AIM:
State how many of the lines below contain the word "purple", giving the number alone.

===== AVAILABLE RECORDS

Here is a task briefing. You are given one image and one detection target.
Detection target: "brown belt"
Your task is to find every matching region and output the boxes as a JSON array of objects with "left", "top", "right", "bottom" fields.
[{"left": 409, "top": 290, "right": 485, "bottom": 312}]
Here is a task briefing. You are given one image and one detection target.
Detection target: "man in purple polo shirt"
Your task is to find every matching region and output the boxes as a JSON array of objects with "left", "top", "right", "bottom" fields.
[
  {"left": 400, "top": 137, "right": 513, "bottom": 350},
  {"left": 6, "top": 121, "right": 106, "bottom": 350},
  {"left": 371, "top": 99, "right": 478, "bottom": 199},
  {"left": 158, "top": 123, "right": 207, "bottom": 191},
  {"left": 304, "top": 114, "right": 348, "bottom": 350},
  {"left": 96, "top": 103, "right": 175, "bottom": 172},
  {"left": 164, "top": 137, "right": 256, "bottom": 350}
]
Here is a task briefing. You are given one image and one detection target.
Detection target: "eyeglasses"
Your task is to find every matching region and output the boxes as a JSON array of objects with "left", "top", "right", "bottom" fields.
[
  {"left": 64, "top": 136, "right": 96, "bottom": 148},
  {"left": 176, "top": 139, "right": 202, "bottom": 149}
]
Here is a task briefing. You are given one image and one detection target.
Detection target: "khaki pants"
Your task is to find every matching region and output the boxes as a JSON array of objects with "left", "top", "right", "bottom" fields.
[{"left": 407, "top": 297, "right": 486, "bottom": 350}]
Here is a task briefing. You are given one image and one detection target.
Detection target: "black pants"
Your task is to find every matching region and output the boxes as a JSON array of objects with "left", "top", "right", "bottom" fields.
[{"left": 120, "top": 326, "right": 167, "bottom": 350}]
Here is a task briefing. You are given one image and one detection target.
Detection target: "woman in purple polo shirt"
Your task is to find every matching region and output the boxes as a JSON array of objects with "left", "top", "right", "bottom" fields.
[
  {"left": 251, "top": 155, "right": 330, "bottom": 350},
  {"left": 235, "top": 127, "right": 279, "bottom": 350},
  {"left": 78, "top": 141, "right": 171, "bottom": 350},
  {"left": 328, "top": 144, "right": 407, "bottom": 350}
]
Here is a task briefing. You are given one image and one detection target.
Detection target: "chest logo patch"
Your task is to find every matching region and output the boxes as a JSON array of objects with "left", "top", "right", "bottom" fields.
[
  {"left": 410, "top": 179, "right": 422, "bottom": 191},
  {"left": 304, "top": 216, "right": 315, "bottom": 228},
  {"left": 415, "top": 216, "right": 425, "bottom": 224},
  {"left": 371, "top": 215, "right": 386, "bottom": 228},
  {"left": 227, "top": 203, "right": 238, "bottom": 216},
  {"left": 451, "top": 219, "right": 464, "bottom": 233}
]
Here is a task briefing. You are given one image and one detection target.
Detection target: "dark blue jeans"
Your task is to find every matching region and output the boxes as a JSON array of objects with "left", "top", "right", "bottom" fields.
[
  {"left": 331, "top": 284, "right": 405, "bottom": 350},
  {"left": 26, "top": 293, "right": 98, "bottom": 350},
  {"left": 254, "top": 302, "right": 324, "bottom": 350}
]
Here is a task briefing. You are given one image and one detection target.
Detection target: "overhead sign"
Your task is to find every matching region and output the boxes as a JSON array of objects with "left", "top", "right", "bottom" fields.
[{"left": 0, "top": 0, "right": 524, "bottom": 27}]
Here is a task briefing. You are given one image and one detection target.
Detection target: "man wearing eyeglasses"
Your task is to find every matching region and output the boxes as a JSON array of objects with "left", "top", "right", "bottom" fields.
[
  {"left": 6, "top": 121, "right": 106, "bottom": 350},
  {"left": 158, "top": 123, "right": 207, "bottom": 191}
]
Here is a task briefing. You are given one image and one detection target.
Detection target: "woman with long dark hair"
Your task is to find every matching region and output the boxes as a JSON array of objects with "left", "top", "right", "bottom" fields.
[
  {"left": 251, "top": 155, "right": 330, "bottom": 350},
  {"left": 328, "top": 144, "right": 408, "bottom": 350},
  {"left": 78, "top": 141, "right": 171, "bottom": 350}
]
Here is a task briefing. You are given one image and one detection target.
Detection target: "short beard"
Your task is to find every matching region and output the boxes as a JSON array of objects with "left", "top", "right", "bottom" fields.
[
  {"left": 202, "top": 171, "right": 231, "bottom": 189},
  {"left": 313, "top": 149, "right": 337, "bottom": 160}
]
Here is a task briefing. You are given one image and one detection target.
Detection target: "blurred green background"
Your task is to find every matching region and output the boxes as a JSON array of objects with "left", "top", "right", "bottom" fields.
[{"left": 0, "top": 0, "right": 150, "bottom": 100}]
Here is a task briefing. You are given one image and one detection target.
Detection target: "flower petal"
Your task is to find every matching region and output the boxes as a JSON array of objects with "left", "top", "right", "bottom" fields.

==========

THE SOLUTION:
2